Location labeling data
-.-.-

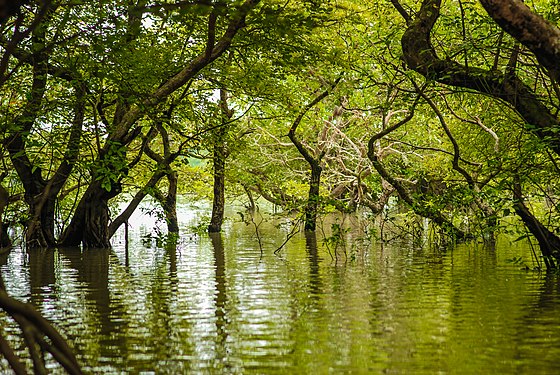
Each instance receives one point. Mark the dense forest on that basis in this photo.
(447, 110)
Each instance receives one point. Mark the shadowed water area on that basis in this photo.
(218, 305)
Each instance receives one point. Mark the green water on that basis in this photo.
(218, 305)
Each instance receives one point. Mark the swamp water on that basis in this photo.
(217, 305)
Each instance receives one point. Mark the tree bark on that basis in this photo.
(420, 55)
(87, 224)
(549, 243)
(4, 197)
(312, 205)
(532, 30)
(218, 202)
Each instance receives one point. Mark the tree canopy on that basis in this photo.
(449, 109)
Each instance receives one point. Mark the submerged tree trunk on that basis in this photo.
(218, 202)
(312, 205)
(4, 197)
(549, 243)
(170, 205)
(90, 223)
(220, 155)
(168, 202)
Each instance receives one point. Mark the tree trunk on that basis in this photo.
(90, 223)
(4, 238)
(549, 243)
(170, 204)
(218, 202)
(313, 198)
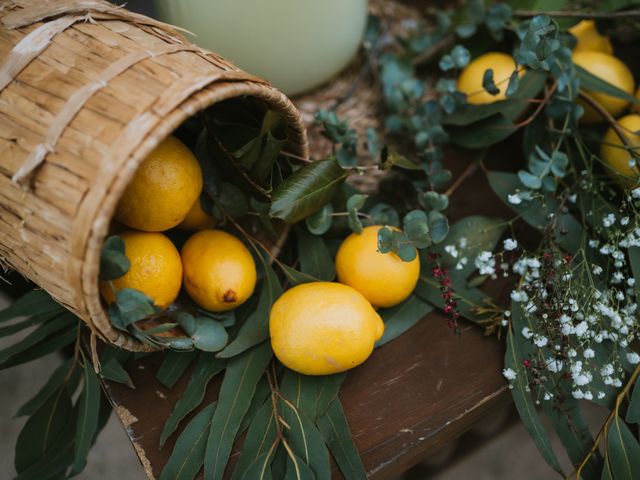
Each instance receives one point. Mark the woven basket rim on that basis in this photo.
(199, 101)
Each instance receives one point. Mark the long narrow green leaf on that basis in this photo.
(306, 441)
(633, 412)
(401, 318)
(36, 302)
(56, 379)
(335, 430)
(314, 256)
(114, 371)
(258, 441)
(48, 345)
(187, 456)
(236, 392)
(307, 190)
(573, 431)
(255, 328)
(263, 392)
(297, 469)
(206, 368)
(310, 394)
(58, 457)
(89, 410)
(525, 406)
(259, 469)
(43, 331)
(42, 429)
(173, 366)
(623, 451)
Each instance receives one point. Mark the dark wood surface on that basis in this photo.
(412, 396)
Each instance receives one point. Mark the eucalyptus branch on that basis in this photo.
(586, 15)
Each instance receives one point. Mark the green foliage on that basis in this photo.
(307, 190)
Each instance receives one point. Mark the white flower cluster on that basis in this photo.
(572, 328)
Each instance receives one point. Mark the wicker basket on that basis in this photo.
(87, 90)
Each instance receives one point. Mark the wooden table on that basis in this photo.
(411, 397)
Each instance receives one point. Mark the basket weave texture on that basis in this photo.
(87, 90)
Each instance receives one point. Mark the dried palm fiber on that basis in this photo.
(354, 95)
(87, 90)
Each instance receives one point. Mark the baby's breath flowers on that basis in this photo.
(577, 313)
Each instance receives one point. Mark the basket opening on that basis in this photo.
(243, 146)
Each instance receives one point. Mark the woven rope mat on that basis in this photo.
(361, 102)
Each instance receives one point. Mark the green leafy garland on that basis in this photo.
(553, 194)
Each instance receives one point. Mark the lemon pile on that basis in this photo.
(594, 53)
(216, 269)
(322, 328)
(317, 328)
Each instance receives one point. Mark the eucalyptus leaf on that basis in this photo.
(87, 423)
(307, 190)
(187, 456)
(623, 450)
(133, 305)
(384, 214)
(306, 441)
(234, 400)
(524, 403)
(205, 369)
(259, 468)
(434, 201)
(209, 335)
(402, 317)
(173, 366)
(572, 429)
(355, 203)
(55, 381)
(113, 370)
(41, 431)
(439, 226)
(298, 470)
(258, 441)
(233, 200)
(416, 226)
(335, 430)
(633, 412)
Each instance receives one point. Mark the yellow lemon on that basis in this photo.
(197, 218)
(383, 278)
(611, 70)
(321, 328)
(156, 269)
(163, 189)
(470, 80)
(219, 271)
(589, 39)
(617, 157)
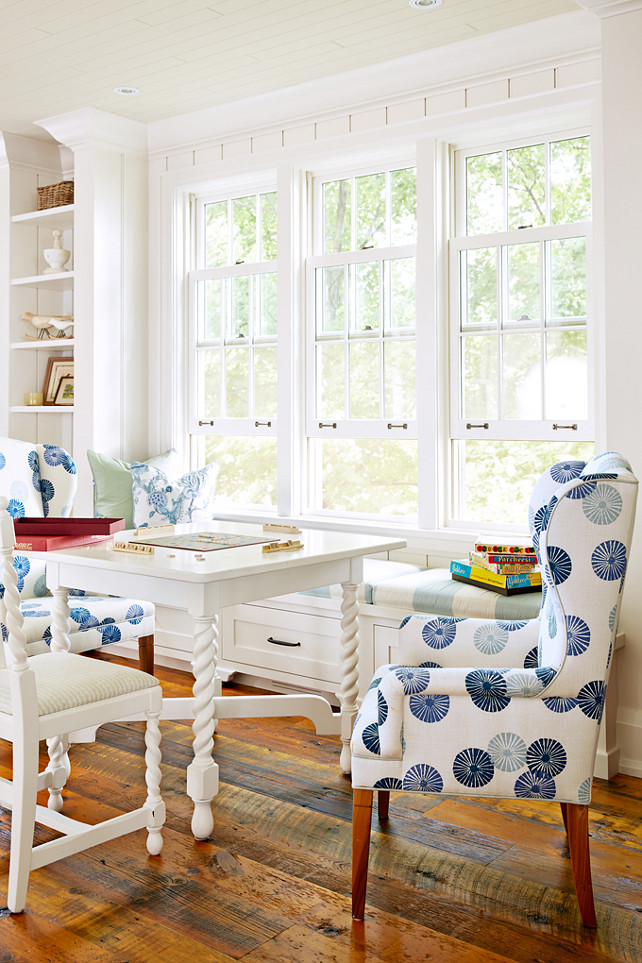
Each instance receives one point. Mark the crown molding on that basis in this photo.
(90, 127)
(610, 8)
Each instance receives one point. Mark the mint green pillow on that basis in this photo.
(113, 482)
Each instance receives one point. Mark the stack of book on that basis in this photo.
(507, 569)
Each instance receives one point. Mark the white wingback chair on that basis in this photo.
(509, 709)
(39, 481)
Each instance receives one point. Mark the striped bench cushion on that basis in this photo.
(432, 590)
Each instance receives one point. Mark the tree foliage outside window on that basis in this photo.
(363, 276)
(521, 348)
(235, 304)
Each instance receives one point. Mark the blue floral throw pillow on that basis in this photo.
(160, 501)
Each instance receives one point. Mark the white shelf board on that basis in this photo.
(46, 344)
(56, 282)
(42, 409)
(54, 217)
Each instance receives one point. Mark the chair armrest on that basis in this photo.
(432, 691)
(447, 642)
(31, 574)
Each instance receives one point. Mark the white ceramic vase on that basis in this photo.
(56, 256)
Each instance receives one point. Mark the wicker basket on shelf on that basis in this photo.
(55, 195)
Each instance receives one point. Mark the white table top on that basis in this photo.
(224, 563)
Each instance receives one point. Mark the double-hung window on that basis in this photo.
(233, 344)
(361, 421)
(520, 373)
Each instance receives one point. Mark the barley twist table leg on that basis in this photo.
(202, 773)
(152, 778)
(349, 669)
(59, 765)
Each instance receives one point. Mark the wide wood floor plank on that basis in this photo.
(467, 880)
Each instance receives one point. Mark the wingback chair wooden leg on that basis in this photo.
(576, 822)
(146, 654)
(361, 819)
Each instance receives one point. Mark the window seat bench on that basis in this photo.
(411, 588)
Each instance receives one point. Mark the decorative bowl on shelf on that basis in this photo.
(56, 256)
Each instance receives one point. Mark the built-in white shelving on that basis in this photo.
(44, 344)
(61, 218)
(42, 409)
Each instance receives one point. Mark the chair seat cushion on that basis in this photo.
(65, 681)
(94, 621)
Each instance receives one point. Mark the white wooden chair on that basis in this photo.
(44, 697)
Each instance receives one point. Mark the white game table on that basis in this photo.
(202, 587)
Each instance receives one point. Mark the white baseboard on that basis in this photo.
(629, 737)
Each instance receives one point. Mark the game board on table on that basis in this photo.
(203, 541)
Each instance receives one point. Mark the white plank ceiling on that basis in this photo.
(184, 55)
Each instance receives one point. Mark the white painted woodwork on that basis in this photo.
(185, 55)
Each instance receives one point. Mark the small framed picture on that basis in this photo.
(65, 392)
(57, 369)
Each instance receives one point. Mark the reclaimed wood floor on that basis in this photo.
(451, 879)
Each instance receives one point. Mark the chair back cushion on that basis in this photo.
(20, 477)
(583, 536)
(39, 480)
(58, 480)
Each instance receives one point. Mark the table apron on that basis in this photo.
(200, 598)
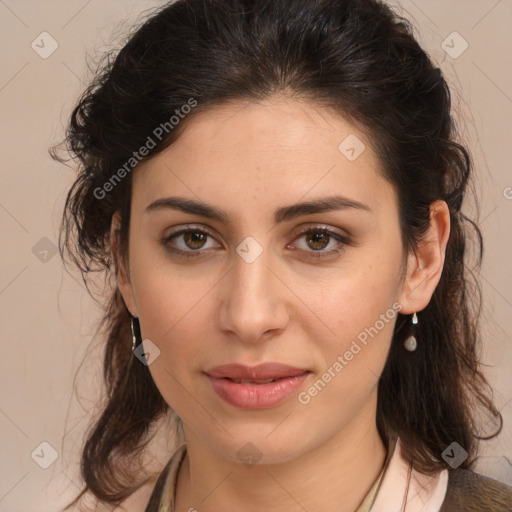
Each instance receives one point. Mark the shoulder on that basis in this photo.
(472, 492)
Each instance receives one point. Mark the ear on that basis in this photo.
(425, 264)
(121, 270)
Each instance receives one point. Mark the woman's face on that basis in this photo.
(254, 288)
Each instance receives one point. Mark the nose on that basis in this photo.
(254, 302)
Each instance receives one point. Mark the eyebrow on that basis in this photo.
(282, 214)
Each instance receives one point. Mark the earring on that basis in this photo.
(411, 343)
(135, 332)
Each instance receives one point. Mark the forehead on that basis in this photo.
(265, 153)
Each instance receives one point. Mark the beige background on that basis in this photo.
(47, 318)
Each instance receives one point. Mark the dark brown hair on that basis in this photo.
(355, 57)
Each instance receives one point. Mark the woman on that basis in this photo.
(277, 188)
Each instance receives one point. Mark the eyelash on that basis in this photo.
(343, 241)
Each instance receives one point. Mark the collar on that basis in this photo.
(401, 488)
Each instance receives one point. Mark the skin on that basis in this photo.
(286, 306)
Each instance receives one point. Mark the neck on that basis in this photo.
(334, 476)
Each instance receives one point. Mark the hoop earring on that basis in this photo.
(411, 343)
(136, 336)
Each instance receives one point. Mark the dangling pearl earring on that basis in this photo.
(134, 336)
(411, 343)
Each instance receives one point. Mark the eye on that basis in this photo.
(193, 239)
(318, 238)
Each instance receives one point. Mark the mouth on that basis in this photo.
(250, 391)
(255, 381)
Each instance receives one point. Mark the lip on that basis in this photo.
(256, 396)
(260, 372)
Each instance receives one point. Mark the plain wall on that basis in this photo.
(47, 318)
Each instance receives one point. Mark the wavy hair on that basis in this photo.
(358, 58)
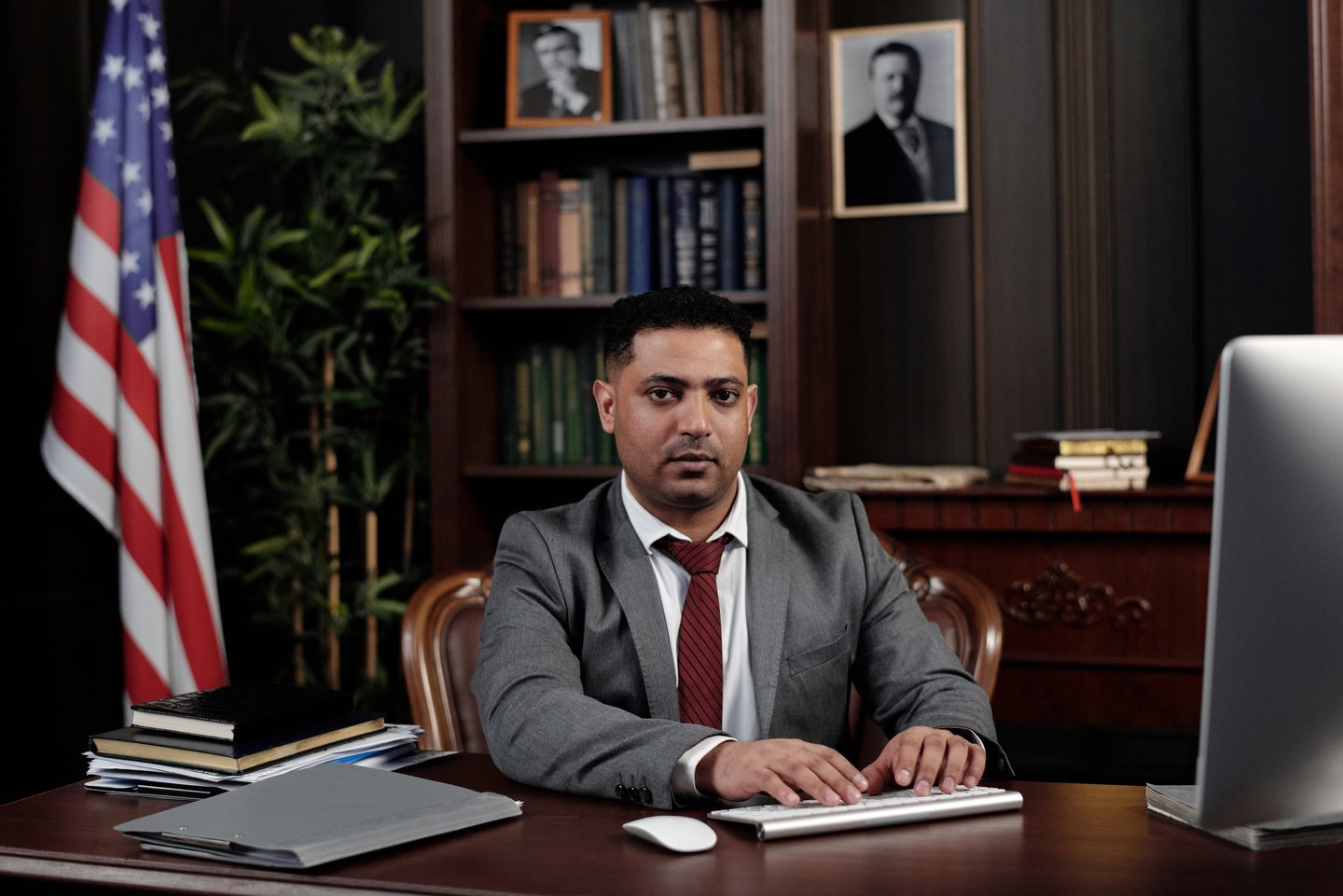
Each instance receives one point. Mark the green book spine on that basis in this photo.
(619, 235)
(601, 189)
(753, 232)
(506, 241)
(522, 407)
(573, 407)
(588, 237)
(756, 442)
(542, 415)
(588, 420)
(604, 441)
(559, 445)
(508, 411)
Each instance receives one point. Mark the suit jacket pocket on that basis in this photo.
(812, 657)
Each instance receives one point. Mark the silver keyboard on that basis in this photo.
(890, 807)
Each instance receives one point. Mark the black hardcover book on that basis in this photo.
(232, 756)
(241, 710)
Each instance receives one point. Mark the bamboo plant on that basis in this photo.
(311, 304)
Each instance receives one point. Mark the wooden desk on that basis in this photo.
(1102, 609)
(1068, 838)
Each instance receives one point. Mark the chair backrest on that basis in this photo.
(966, 612)
(441, 637)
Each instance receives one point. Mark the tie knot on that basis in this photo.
(696, 557)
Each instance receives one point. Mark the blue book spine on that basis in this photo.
(685, 230)
(640, 246)
(729, 231)
(665, 237)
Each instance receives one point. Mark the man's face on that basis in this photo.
(681, 413)
(894, 84)
(556, 52)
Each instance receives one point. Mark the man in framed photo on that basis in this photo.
(897, 156)
(568, 90)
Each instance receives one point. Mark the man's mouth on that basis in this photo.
(692, 461)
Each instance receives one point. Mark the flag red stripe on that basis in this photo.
(91, 322)
(188, 595)
(143, 682)
(100, 210)
(173, 274)
(141, 538)
(84, 432)
(139, 386)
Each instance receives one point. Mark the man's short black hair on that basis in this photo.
(671, 308)
(552, 27)
(897, 46)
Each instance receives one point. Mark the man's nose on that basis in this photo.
(695, 414)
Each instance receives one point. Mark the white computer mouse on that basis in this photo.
(674, 832)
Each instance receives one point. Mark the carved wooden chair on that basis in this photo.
(441, 637)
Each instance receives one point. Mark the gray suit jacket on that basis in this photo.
(576, 680)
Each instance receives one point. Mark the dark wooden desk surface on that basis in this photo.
(1068, 838)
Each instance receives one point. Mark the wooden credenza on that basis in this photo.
(1102, 607)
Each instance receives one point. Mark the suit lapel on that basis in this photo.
(626, 567)
(767, 600)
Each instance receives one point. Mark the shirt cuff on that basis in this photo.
(968, 735)
(683, 776)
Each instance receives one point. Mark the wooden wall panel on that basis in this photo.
(1018, 221)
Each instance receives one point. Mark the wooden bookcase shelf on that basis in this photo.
(470, 156)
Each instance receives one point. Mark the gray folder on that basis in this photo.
(313, 816)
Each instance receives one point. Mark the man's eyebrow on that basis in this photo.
(668, 379)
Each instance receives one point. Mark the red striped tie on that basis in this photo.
(699, 640)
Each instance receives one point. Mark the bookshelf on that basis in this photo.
(472, 158)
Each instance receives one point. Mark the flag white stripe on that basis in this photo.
(144, 614)
(95, 265)
(182, 438)
(76, 477)
(88, 377)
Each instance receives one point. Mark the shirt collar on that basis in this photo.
(650, 530)
(892, 122)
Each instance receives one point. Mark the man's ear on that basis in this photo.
(603, 393)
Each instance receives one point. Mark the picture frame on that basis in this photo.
(571, 48)
(921, 167)
(1194, 469)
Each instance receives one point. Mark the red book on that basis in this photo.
(548, 227)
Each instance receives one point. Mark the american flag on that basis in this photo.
(121, 435)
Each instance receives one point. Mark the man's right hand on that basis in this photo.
(782, 768)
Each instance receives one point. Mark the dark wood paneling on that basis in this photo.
(904, 313)
(1154, 350)
(1017, 183)
(1254, 171)
(1327, 161)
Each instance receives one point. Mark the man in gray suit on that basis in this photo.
(577, 672)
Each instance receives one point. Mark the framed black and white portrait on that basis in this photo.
(559, 67)
(899, 118)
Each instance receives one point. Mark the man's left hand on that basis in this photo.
(923, 758)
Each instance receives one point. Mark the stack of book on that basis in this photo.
(601, 230)
(1081, 460)
(237, 734)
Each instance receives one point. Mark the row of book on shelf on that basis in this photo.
(628, 232)
(207, 742)
(686, 61)
(548, 415)
(1081, 460)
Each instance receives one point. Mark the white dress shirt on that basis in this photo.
(739, 707)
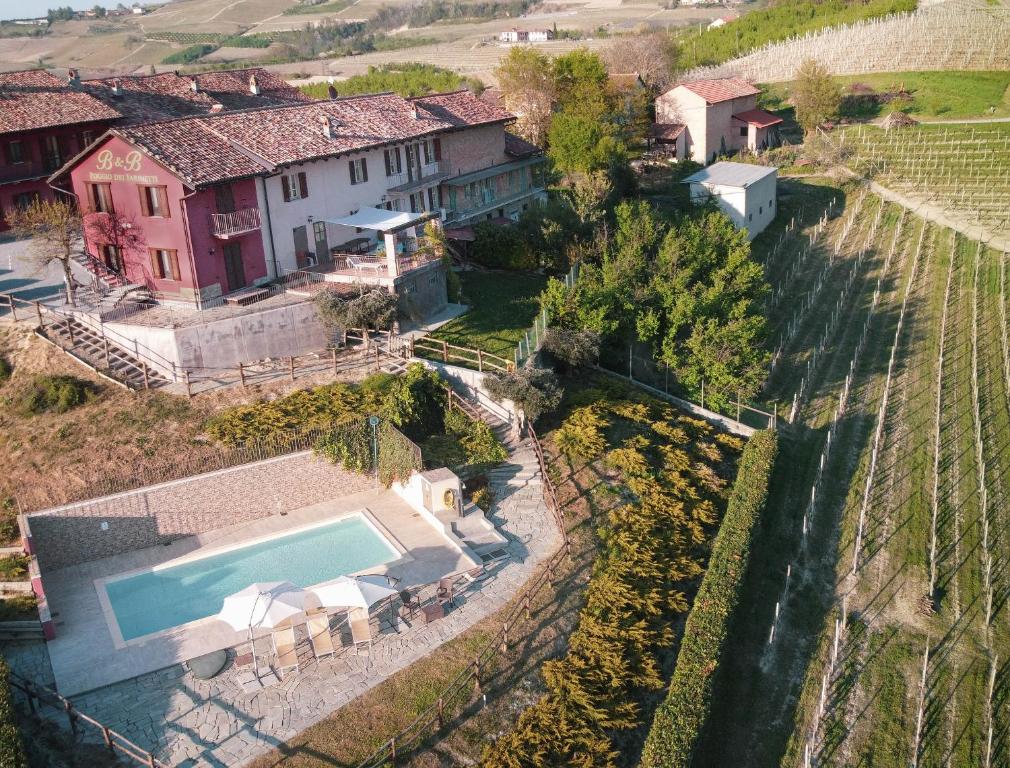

-.-.-

**Exercise task**. Rewrite the data above as a numbered list, starting at the line that contains "Each instance receives one point. Mark the white dress" and continuing through the end of the data, both ends included. Skip any blank lines and leave the pictures out.

**Correct response**.
1. Each instance receives one point. Mark the white dress shirt on that basis in this photo.
2. (739, 707)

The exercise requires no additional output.